Collected data entries
==============================

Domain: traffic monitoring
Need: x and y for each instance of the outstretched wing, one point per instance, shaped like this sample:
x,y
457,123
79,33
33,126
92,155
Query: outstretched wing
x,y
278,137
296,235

==============================

Convert every line of the entries above into a Markdown table with the columns "Row" and "Entry line," numbering the rows in order and omitting any blank lines.

| Row | Entry line |
|---|---|
| 1 | Domain: traffic monitoring |
| 2 | Need: x and y for each instance of the outstretched wing, one point per instance, shaped like this sample: |
| 3 | x,y |
| 4 | 457,123 |
| 5 | 79,33 |
| 6 | 33,126 |
| 7 | 92,155 |
| 8 | Query: outstretched wing |
| 9 | x,y |
| 10 | 278,137 |
| 11 | 296,235 |